# Source material
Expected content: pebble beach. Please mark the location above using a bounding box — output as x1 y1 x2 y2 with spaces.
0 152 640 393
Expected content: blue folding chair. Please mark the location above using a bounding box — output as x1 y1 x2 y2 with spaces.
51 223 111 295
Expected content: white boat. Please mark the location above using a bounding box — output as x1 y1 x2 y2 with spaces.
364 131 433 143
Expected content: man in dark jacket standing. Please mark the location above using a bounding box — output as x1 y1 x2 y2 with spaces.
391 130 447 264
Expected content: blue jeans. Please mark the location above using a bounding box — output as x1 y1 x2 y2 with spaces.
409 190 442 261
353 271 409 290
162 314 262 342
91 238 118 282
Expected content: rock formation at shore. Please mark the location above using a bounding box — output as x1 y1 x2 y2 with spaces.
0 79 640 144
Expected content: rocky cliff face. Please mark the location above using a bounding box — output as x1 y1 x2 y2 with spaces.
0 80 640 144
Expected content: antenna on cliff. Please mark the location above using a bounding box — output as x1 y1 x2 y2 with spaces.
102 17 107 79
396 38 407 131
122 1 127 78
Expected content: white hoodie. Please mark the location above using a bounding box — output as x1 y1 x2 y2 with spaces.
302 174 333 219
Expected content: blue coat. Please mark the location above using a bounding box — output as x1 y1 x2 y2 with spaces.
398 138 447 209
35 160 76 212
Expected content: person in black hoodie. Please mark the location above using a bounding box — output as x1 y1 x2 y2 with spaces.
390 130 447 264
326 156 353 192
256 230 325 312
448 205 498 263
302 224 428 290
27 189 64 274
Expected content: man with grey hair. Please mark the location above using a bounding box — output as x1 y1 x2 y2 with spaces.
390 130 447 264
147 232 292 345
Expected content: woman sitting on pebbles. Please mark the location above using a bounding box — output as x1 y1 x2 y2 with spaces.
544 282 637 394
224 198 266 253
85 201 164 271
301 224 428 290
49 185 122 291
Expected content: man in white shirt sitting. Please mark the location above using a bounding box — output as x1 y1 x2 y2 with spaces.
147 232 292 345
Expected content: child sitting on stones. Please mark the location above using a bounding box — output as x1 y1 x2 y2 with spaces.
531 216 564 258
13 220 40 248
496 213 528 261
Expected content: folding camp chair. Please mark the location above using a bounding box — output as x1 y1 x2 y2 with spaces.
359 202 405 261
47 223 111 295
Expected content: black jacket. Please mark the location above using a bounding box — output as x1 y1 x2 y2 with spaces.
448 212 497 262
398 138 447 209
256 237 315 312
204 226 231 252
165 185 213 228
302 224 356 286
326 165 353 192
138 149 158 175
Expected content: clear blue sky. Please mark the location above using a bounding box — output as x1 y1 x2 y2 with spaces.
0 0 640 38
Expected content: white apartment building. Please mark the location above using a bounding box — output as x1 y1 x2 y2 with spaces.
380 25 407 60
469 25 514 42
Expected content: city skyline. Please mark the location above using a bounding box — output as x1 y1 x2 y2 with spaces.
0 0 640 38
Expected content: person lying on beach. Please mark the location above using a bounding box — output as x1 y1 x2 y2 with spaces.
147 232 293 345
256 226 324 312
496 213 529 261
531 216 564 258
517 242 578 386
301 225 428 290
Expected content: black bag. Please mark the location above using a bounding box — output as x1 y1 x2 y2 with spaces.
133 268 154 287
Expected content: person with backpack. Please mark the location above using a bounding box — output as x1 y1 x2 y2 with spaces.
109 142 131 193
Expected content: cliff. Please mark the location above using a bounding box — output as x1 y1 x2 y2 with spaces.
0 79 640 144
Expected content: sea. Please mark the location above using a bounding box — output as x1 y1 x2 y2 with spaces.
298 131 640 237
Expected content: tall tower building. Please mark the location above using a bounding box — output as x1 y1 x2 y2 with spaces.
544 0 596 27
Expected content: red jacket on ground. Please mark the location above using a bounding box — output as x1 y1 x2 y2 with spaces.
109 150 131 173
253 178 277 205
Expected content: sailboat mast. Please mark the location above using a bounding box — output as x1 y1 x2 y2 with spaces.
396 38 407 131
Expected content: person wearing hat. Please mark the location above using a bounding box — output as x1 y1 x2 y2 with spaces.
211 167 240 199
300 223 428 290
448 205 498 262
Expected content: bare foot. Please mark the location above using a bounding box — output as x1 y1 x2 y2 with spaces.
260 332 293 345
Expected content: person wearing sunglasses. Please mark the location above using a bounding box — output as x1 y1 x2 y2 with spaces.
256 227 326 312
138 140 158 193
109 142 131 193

# What is being asked
Offset the data above from the line with "Expected content: woman" to the line with "496 213 528 261", both ends included. Write out each of those lines again, requests included, and add 10 to every bounding box coordinate in the answers.

# Expected answer
Expected content: woman sitting on pebbles. Please mark the location above using a bounding box — output as x1 y1 x2 y2 with spaces.
554 292 647 404
234 208 276 263
95 211 174 281
311 234 438 300
59 195 132 301
Expected content: man in white shirt sitting. Please mark the location above using a bounding box — output as x1 y1 x2 y2 with spaces.
157 242 302 355
Expected content: child sitting on stones. Please mark the location above using a bounding box — output as x1 y1 x2 y2 with spaces.
541 226 574 268
23 230 50 258
506 223 538 271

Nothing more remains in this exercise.